To be done:
Copy the lines of the records below unchanged, from the line containing "Q: Please detect the grey" through the end of the records, both ends included. Leave out the pictures.

Entries from a dataset:

========

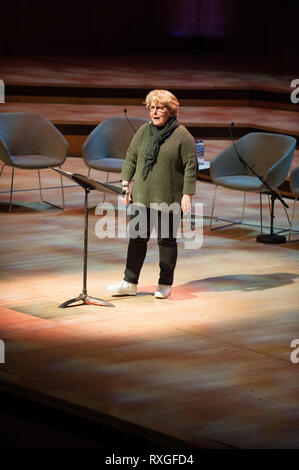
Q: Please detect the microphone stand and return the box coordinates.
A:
[53,168,123,308]
[229,122,289,244]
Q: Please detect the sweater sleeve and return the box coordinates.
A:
[181,129,197,194]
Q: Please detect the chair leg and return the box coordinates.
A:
[241,195,246,223]
[37,170,64,209]
[210,184,218,230]
[288,197,298,241]
[103,172,109,202]
[260,191,263,234]
[59,165,65,210]
[8,167,15,212]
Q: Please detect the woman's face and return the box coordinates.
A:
[150,103,170,127]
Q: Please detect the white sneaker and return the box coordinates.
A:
[154,284,171,299]
[107,281,137,295]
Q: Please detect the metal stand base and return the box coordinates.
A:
[256,233,287,244]
[58,292,114,308]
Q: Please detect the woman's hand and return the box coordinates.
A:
[181,194,191,214]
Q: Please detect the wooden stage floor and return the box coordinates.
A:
[0,158,299,449]
[0,53,299,449]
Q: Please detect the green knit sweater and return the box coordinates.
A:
[121,123,197,207]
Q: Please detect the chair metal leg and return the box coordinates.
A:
[288,197,298,241]
[103,171,109,202]
[37,170,64,209]
[260,191,263,234]
[59,165,65,209]
[8,167,15,212]
[210,184,218,230]
[241,195,246,223]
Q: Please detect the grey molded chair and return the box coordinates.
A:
[210,132,296,232]
[0,113,68,210]
[82,116,148,185]
[289,166,299,240]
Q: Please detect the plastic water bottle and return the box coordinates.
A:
[195,139,205,166]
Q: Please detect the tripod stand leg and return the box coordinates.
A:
[58,292,114,308]
[58,294,85,308]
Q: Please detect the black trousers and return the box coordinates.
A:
[124,208,180,286]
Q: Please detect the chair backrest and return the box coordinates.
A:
[237,132,296,178]
[290,166,299,197]
[0,113,68,162]
[211,132,296,188]
[82,116,148,165]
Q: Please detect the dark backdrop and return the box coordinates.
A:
[0,0,299,68]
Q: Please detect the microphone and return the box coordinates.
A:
[124,108,136,134]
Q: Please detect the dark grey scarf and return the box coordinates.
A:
[142,117,179,180]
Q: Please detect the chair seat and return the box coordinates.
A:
[88,158,125,173]
[11,155,61,170]
[213,175,265,191]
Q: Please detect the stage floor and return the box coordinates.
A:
[0,158,299,449]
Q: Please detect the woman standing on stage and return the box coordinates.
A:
[108,90,197,299]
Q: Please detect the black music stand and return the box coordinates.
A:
[53,168,123,308]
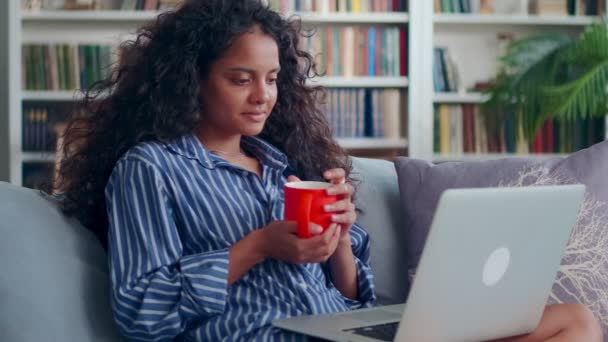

========

Output for this exercise:
Q: Please detect the grey molded chair and return the box coordinates.
A:
[210,132,296,232]
[0,113,68,210]
[82,116,148,185]
[289,166,299,240]
Q: Please detect the plastic water bottle and return the box coordinates.
A:
[195,139,205,166]
Q: Please detect the tripod stand leg and return the box coordinates.
A:
[58,292,114,308]
[58,294,85,308]
Q: Please detect the black trousers and return the box coordinates.
A:
[124,208,180,286]
Q: Please detect the chair backrest and return the box coordinates.
A:
[237,132,296,178]
[290,166,299,197]
[0,113,68,162]
[211,132,296,188]
[82,116,148,165]
Q: Please detect the dark backdrop and return the box coordinates.
A:
[0,0,299,68]
Q: Please detect the microphone and return the box coordinates.
A:
[124,108,136,134]
Q: Please detect the dark grey scarf and return the box coordinates.
A:
[142,117,179,180]
Q: Please detect the chair seat and return the box coordinates.
A:
[88,158,125,173]
[11,155,61,170]
[213,175,265,191]
Q: Please detect the stage floor and return the box coordinates.
A:
[0,158,299,449]
Q: Please detect the woman standing on stage and return the box coordinates.
A:
[108,90,197,299]
Q: Please detect the black music stand and return the box coordinates.
A:
[53,168,123,308]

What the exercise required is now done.